[Records from a dataset]
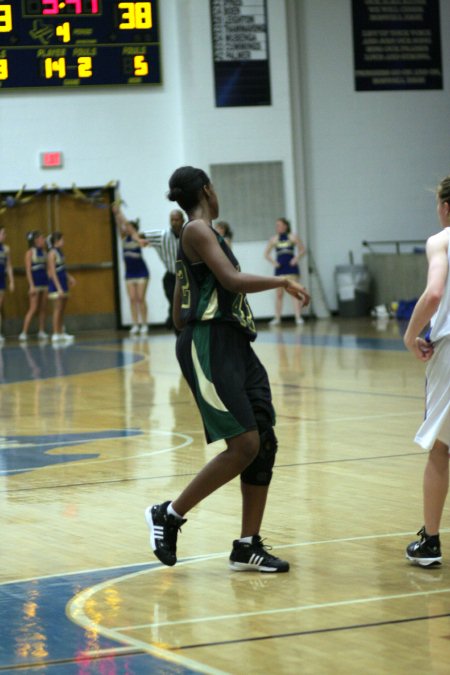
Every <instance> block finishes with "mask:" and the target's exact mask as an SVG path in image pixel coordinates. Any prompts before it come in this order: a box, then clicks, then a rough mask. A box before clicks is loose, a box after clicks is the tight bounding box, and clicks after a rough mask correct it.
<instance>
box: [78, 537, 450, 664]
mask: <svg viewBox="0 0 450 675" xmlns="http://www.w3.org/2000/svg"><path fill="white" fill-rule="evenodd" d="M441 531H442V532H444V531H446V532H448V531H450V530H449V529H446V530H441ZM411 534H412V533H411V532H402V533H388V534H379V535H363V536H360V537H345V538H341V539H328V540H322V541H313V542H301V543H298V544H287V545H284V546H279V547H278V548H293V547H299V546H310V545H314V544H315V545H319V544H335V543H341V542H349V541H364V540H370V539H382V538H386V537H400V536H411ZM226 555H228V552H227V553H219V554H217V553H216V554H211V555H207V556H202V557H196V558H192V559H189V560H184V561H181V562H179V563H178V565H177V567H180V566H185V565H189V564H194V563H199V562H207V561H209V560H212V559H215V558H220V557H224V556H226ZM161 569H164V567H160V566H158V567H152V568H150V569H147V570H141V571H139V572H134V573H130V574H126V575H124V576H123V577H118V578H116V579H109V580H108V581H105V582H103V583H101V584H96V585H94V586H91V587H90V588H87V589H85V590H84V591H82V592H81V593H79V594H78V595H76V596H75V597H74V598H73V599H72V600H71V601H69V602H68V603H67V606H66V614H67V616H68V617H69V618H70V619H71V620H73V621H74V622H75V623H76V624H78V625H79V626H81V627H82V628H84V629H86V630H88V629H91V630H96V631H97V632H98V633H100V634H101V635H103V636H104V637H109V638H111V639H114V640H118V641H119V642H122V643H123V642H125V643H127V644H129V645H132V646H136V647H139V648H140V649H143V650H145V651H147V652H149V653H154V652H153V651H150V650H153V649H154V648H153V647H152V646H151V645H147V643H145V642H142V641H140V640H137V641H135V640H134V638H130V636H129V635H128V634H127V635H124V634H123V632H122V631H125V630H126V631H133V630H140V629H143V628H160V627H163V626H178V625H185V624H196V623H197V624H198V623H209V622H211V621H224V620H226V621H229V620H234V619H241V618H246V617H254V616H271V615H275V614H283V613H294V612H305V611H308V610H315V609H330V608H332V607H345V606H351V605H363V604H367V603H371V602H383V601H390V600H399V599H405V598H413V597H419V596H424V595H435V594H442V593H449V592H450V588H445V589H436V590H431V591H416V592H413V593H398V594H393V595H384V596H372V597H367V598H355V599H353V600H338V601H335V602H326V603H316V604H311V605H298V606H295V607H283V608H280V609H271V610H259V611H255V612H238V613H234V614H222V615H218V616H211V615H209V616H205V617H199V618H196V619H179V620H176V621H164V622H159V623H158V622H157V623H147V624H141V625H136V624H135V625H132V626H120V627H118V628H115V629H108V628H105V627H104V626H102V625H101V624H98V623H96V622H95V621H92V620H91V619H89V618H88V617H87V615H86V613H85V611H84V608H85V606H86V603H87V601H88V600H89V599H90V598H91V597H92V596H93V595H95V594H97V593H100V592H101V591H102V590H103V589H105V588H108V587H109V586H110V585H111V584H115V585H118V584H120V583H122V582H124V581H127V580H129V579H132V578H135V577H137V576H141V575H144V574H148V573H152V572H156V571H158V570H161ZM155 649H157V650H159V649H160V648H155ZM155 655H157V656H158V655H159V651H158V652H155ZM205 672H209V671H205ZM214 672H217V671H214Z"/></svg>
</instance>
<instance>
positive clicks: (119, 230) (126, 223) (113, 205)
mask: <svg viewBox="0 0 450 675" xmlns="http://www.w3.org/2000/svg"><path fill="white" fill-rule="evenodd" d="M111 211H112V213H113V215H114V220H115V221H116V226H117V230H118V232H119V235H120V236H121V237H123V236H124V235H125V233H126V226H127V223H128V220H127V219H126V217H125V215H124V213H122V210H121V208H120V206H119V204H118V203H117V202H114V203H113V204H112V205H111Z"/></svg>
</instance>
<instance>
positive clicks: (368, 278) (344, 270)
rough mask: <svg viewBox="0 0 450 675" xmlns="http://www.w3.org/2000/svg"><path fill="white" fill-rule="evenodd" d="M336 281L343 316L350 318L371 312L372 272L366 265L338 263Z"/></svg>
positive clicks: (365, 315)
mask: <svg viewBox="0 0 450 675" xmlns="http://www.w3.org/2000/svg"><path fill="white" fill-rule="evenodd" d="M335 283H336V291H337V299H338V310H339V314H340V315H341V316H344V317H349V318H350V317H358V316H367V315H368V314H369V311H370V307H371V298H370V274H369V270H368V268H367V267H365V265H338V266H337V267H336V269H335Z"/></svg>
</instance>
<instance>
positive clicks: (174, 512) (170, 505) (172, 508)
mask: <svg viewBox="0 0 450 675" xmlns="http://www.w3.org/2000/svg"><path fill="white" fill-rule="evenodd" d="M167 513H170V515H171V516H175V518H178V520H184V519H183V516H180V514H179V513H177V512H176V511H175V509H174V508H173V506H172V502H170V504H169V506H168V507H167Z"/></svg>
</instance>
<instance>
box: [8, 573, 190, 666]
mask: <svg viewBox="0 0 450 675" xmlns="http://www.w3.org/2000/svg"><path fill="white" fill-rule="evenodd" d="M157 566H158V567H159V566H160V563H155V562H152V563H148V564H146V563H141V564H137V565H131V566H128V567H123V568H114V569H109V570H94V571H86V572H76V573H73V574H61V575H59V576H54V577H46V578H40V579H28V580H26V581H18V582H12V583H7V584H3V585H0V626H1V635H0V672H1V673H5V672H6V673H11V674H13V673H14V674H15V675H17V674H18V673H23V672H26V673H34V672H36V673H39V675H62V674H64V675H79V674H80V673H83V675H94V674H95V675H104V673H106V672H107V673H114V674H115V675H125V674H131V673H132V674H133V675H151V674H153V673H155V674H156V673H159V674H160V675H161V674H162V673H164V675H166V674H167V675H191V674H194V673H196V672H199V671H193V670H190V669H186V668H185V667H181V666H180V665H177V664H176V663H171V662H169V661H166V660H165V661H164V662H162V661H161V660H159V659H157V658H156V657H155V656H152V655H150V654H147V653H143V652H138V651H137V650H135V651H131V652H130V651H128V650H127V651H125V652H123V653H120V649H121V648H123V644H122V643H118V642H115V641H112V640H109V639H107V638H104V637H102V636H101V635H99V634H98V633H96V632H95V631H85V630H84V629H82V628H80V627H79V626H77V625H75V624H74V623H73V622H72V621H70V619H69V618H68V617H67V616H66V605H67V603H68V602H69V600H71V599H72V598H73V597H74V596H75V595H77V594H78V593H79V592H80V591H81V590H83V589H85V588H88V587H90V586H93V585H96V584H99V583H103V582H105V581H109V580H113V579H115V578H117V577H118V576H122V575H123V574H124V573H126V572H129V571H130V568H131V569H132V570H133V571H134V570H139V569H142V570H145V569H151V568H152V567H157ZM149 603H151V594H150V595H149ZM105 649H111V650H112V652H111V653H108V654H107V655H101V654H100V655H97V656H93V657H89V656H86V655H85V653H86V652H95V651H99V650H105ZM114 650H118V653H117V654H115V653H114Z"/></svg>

## [PROBLEM REQUIREMENTS]
Starting at the first line and stopping after the line that has "box: [78, 537, 450, 664]", update the lines so that "rough mask" becomes "coarse mask" and everything else stays the same. Do not include the pictures in your answer.

## [PROBLEM SOLUTION]
Every <instance> block finishes with "mask:" and the target's exact mask as an SVG path in image pixel coordinates. Any prompts before it come in this order: a box, then clicks, then a coarse mask. A box before clicks is loose, a box after clicks is the tight bounding box, and clicks after a coarse mask correct it.
<instance>
box: [78, 537, 450, 664]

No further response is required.